__Prompt__. Determine the count of lines in the data below that include the word "form", and give nothing besides it.

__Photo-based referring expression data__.
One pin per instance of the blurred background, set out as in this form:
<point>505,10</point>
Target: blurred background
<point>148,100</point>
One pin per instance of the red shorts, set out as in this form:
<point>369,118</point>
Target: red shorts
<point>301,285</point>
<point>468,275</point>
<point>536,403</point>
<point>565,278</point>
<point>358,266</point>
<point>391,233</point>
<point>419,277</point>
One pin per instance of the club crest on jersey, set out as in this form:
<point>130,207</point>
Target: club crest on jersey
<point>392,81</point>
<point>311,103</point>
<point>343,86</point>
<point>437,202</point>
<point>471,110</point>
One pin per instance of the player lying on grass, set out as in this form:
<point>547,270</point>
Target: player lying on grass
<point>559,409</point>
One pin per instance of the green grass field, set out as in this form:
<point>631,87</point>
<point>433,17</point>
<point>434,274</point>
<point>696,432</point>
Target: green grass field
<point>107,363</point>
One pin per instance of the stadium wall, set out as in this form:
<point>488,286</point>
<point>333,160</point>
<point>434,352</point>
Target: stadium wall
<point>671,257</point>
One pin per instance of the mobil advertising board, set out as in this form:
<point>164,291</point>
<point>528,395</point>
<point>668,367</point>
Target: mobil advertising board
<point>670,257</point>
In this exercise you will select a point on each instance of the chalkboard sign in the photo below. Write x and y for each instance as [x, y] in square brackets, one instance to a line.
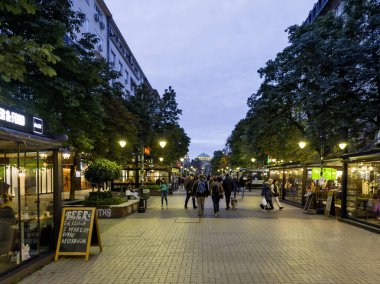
[330, 206]
[308, 201]
[77, 232]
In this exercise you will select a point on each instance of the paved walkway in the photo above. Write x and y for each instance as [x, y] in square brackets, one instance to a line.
[243, 246]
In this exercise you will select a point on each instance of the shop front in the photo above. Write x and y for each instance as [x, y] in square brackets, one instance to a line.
[363, 188]
[30, 187]
[291, 180]
[324, 182]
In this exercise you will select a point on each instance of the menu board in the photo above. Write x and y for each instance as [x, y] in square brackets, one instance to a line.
[308, 202]
[328, 173]
[79, 230]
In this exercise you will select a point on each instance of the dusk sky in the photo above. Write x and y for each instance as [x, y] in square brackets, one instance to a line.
[209, 51]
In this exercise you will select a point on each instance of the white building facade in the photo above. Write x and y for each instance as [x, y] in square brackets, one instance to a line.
[111, 45]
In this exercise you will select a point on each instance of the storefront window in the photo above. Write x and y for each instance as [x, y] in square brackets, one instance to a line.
[331, 180]
[293, 185]
[26, 206]
[363, 191]
[278, 175]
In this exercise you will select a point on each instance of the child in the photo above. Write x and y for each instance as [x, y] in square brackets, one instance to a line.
[234, 203]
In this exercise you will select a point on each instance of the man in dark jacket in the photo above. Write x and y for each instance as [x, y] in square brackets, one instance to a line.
[201, 191]
[189, 191]
[267, 193]
[228, 186]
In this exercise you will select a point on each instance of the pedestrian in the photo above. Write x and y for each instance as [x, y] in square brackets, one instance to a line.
[267, 194]
[276, 193]
[164, 187]
[228, 186]
[201, 191]
[216, 193]
[242, 185]
[235, 181]
[189, 191]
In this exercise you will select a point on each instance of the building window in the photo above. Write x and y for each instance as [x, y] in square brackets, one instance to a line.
[112, 59]
[339, 9]
[85, 25]
[363, 191]
[98, 14]
[100, 43]
[126, 76]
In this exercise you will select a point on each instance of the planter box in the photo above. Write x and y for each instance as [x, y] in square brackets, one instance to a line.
[117, 211]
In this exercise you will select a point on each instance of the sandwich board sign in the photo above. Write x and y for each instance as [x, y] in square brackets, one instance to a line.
[79, 231]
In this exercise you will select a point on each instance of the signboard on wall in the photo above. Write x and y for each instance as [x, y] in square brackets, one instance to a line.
[79, 230]
[328, 173]
[14, 119]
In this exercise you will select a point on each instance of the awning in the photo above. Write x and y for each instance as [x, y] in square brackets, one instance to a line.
[9, 139]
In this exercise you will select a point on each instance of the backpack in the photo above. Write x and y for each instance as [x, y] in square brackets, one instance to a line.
[215, 189]
[201, 187]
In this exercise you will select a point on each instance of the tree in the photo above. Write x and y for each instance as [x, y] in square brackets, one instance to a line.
[20, 50]
[219, 161]
[101, 171]
[330, 67]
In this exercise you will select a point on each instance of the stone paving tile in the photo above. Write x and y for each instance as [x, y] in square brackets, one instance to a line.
[243, 246]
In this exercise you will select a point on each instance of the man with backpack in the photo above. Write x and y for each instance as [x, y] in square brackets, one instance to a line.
[228, 186]
[201, 191]
[189, 191]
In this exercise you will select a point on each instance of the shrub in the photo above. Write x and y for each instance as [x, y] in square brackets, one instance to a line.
[102, 170]
[102, 198]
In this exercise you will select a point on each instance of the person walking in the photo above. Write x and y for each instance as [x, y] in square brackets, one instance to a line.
[164, 187]
[201, 191]
[235, 181]
[242, 186]
[228, 186]
[267, 194]
[189, 191]
[276, 193]
[216, 192]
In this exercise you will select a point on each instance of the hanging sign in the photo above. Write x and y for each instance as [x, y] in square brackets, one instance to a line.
[330, 206]
[328, 173]
[13, 119]
[79, 230]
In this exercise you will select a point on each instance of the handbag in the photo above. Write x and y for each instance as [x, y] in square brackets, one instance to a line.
[264, 201]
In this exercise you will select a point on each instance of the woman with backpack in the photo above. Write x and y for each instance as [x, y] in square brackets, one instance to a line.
[200, 191]
[276, 193]
[216, 193]
[164, 187]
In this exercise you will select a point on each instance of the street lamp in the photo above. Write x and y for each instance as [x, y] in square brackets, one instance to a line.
[302, 144]
[342, 145]
[66, 154]
[122, 143]
[162, 143]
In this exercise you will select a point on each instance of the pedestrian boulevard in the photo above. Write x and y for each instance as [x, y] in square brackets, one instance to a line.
[244, 246]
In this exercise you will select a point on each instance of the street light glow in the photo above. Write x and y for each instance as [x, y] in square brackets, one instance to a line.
[122, 143]
[302, 144]
[162, 143]
[342, 145]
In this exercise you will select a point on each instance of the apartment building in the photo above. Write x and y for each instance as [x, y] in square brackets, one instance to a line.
[322, 7]
[112, 45]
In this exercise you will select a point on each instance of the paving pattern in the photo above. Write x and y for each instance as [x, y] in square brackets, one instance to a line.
[246, 245]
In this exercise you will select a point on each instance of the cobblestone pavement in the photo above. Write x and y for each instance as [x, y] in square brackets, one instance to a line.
[244, 246]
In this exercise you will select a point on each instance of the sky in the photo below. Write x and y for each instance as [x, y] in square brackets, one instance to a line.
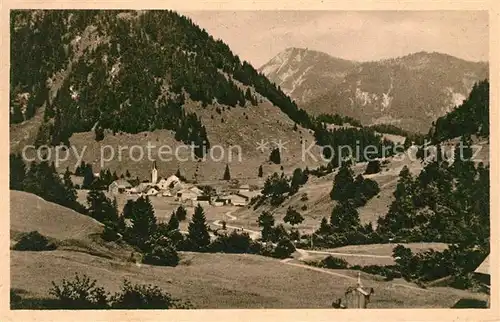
[257, 36]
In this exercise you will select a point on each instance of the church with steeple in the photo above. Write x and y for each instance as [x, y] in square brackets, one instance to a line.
[154, 174]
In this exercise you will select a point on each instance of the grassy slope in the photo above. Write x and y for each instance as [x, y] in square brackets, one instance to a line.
[221, 281]
[320, 205]
[69, 229]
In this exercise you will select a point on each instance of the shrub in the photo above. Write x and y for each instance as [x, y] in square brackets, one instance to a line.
[109, 234]
[334, 262]
[81, 293]
[145, 297]
[34, 241]
[235, 242]
[284, 249]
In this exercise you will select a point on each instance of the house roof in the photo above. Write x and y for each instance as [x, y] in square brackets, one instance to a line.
[122, 182]
[484, 268]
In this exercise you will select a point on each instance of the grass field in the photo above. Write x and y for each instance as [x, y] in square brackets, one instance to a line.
[221, 281]
[207, 280]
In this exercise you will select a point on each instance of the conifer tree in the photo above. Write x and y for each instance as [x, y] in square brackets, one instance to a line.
[17, 172]
[88, 177]
[275, 156]
[266, 221]
[101, 208]
[344, 217]
[198, 230]
[173, 223]
[181, 213]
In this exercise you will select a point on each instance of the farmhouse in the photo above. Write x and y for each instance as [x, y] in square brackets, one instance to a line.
[203, 201]
[186, 194]
[119, 186]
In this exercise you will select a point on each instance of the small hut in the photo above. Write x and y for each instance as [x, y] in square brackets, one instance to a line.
[356, 297]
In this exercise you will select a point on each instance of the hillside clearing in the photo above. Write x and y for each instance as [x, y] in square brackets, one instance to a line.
[218, 281]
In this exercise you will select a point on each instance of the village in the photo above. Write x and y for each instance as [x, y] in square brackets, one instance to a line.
[167, 193]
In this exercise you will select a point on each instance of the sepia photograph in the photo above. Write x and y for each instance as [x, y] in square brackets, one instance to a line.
[279, 159]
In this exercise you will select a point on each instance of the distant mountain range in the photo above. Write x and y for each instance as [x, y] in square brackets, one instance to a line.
[410, 91]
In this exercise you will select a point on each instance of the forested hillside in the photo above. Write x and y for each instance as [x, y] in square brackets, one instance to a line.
[127, 71]
[470, 118]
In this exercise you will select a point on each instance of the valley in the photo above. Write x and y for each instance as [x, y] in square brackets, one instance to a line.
[248, 207]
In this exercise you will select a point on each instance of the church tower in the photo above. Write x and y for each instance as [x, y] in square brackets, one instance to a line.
[154, 173]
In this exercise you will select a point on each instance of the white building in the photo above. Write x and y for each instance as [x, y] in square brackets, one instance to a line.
[119, 186]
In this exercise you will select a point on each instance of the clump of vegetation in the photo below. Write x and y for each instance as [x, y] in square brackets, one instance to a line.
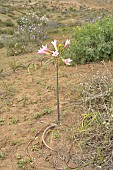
[31, 32]
[96, 135]
[93, 41]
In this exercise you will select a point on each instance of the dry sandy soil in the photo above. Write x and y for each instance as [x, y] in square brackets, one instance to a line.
[28, 107]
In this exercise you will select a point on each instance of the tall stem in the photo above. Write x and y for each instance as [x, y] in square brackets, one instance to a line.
[57, 93]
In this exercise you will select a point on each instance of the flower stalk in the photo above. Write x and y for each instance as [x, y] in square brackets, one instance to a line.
[56, 58]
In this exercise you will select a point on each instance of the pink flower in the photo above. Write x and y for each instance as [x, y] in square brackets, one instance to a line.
[67, 61]
[54, 44]
[67, 43]
[44, 50]
[55, 53]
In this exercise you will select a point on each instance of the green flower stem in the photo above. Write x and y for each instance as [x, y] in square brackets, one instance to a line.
[57, 93]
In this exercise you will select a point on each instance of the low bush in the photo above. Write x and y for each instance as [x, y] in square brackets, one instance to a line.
[92, 41]
[31, 32]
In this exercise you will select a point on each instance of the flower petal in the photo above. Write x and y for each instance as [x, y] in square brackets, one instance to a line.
[67, 61]
[54, 44]
[67, 43]
[55, 53]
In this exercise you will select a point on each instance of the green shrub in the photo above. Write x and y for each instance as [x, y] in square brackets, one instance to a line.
[92, 42]
[31, 32]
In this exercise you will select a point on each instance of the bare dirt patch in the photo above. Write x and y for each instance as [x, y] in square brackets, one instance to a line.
[28, 106]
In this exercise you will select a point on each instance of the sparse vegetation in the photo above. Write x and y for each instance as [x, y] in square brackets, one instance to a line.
[27, 90]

__Task answer__. 7